[YOUR GOAL]: Reproduce the following lines verbatim, from the first through the last.

[A block of data]:
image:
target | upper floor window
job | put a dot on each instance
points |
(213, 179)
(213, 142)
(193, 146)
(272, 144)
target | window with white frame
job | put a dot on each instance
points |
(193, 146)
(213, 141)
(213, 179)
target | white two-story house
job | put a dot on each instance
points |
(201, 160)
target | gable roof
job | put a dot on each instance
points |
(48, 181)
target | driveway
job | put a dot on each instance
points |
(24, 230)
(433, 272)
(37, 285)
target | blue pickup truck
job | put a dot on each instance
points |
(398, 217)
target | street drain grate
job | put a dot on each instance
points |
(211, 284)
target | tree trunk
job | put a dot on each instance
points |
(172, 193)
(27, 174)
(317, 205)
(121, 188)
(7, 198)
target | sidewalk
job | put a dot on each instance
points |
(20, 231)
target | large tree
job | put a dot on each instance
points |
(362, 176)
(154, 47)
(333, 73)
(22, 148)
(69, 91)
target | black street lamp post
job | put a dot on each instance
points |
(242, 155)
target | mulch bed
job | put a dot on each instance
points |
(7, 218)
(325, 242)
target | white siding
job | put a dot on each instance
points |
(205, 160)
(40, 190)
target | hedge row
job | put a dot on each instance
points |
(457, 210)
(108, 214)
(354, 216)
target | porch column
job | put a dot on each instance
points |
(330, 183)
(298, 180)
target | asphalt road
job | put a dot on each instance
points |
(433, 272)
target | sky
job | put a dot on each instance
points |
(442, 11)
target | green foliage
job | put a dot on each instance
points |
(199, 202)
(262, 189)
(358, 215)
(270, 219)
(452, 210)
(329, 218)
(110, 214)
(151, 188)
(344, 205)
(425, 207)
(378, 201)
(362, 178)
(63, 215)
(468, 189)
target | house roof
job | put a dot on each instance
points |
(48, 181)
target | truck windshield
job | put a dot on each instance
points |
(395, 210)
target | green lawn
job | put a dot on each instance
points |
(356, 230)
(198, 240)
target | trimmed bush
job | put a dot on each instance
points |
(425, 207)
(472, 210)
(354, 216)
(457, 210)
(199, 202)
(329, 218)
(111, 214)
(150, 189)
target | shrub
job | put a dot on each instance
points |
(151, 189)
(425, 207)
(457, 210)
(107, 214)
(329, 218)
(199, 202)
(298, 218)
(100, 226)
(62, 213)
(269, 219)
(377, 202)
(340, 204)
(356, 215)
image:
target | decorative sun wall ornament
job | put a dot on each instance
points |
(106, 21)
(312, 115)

[TASK RESULT]:
image:
target | upper floor window
job | put a dot on each instance
points |
(213, 179)
(213, 142)
(193, 146)
(272, 144)
target | window with white frame
job | put a dot on each instance
points |
(193, 146)
(213, 141)
(213, 179)
target | white two-story house
job | put a dot on each instance
points |
(201, 160)
target | gable roof
job | put a dot on each instance
points |
(48, 181)
target | driveway
job | put a dot on each instance
points |
(24, 230)
(433, 272)
(37, 285)
target | blue pickup truck
job | put a dot on each instance
points |
(398, 217)
target | street drain grate
job | put a dot on each instance
points |
(211, 284)
target | tree trunk
job | put a dot on each instance
points |
(172, 193)
(27, 174)
(317, 205)
(121, 188)
(7, 198)
target | sidewalk
job | put a dot on each instance
points |
(20, 231)
target | large tree
job | put a dot on each instance
points |
(362, 176)
(154, 47)
(333, 73)
(22, 148)
(69, 91)
target | black street lamp post
job | put a dot on each instance
points |
(242, 155)
target | mulch bed
job | put a dot on each instance
points |
(7, 218)
(325, 242)
target | white siding
job | put a dot on each instance
points |
(205, 160)
(40, 190)
target | hedge row
job | put a dot on each instance
points |
(457, 210)
(108, 214)
(354, 216)
target | porch column
job | put a dot on each instance
points |
(330, 183)
(298, 180)
target | asphalt road
job | put a dot on each instance
points |
(433, 272)
target | sky
job | put a dot on each instance
points |
(442, 11)
target | green foliage
job | put a dot on each instance
points |
(199, 202)
(262, 189)
(358, 215)
(270, 219)
(452, 210)
(329, 218)
(110, 214)
(151, 188)
(344, 205)
(425, 207)
(378, 201)
(362, 178)
(63, 215)
(468, 189)
target | house roof
job | put a dot on each instance
points |
(48, 181)
target | truck windshield
job | put a dot on each instance
points |
(395, 210)
target | green lawn
job | put a dot on each instance
points |
(356, 230)
(198, 240)
target | trimmed bush
job | put a dot on each instance
points |
(425, 207)
(472, 210)
(354, 216)
(457, 210)
(199, 202)
(329, 218)
(111, 214)
(150, 189)
target | shrub
job | put a dot on each instance
points |
(151, 189)
(425, 207)
(457, 210)
(107, 214)
(329, 218)
(199, 202)
(298, 218)
(100, 226)
(62, 213)
(269, 219)
(377, 202)
(340, 204)
(356, 215)
image:
target | decorative sun wall ornament
job | put a dot on each instance
points |
(106, 21)
(312, 115)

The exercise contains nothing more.